_Trecho fornecido:_

NEM PEGADINHA, NEM ARTE: POLÍTICA
PISEAGRAMA
No dia 25 de maio de 2013, uma placa indicando uma obra pública foi instalada na rua Padre Belchior, na região central de Belo Horizonte. Normalmente placas como aquela não despertam o interesse dos cidadãos, acostumados a estar à parte das decisões sobre o futuro da cidade e dos espaços que habitam. Mas a obra de “Renaturalização do Córrego do Leitão” causou polêmica imediatamente. Os passantes paravam, curiosos, frente ao burburinho formado na esquina com a avenida Augusto de Lima. Alguns elogiavam o projeto, outros se surpreendiam com a iniciativa e muitos atacavam, com argumentos variados: tecnicistas (como vai ficar o trânsito?), conformistas (no Brasil isso não funciona) ou higienistas (isso aqui vai encher de mendigo e morador de rua!).
Com essas e outras na ponta da língua, os comerciantes da região discutiam efusivamente e articulavam uma reação coletiva àquela intervenção inesperada. Sua mobilização era também pragmática: a renaturalização colocava em risco as atividades comerciais durante as obras e, acreditavam, também depois delas. Em poucos dias aquele espaço que abriga muitas linhas de ônibus, um trânsito contínuo e dezenas de veículos para carretos transformar-se-ia em um canteiro de obras, cujo objetivo principal era desfazer as quatro pistas de rolamento asfaltadas e, em seu lugar, fazer emergir novamente o saudoso Córrego do Leitão, que há quatro décadas fora completamente canalizado e coberto pelo betume cinza. E que agora se tornaria o protagonista de uma transformação urbana onde água limpa, peixes, bancos, escadarias e ciclovias coexistiriam com o comércio local e a diversidade social e cultural do centro da cidade.

_Registros listados:_
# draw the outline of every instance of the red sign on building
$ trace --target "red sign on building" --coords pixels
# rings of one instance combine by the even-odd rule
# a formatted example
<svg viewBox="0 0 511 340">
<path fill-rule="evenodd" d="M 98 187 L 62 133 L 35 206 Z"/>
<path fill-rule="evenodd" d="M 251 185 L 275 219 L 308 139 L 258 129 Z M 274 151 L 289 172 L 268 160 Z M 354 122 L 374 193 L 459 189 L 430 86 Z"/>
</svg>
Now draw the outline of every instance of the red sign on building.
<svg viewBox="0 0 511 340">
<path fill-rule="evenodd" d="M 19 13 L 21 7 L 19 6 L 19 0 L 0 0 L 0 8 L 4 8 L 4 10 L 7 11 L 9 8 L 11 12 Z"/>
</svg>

_Instruções de trabalho:_
A. Reescreva em forma de lista, preservando os fatos principais, o parágrafo que começa com "Com essas e outras na ponta da língua" no texto sobre a renaturalização do Córrego do Leitão.
B. Retome o texto sobre a renaturalização do Córrego do Leitão logo após a última frase apresentada e escreva o parágrafo seguinte.

_Respostas do exercício:_
A.
- Os comerciantes da região discutiam com entusiasmo e articulavam uma reação coletiva à intervenção inesperada.
- A mobilização tinha motivo pragmático: a renaturalização ameaçava as atividades comerciais durante as obras e, na crença deles, também depois.
- Em poucos dias, o local se tornaria um canteiro de obras. Hoje ele abriga muitas linhas de ônibus, tem trânsito contínuo e recebe dezenas de veículos de carretos.
- O objetivo principal era desfazer as quatro pistas asfaltadas e fazer reaparecer o Córrego do Leitão, canalizado e coberto havia quatro décadas.
- O córrego seria o protagonista de uma transformação urbana. Nela, água limpa, peixes, bancos, escadarias e ciclovias conviveriam com o comércio local e com a diversidade social e cultural do centro.

B.
A notícia da inesperada utopia que o Governo Federal, a Prefeitura de Belo Horizonte e os Ministérios da Pesca e Aquicultura e do Meio Ambiente prometiam realizar com recursos da Caixa Econômica Federal rapidamente se espalhou. Na segunda-feira, dia 27, o jornal Hoje em Dia estampou na capa uma foto da placa e dedicou uma página inteira à reportagem sob o título “Córrego do Leitão de volta à cena: ousadia ou pegadinha?”, que além de ouvir moradores e comerciantes locais, reavivou a memória de seus leitores relatando brevemente o destino trágico do Leitão nas últimas décadas e ampliou a discussão ao mostrar o exemplo de renaturalização do rio Cheonggyecheon em Seul, na Coréia do Sul, há cerca de 10 anos.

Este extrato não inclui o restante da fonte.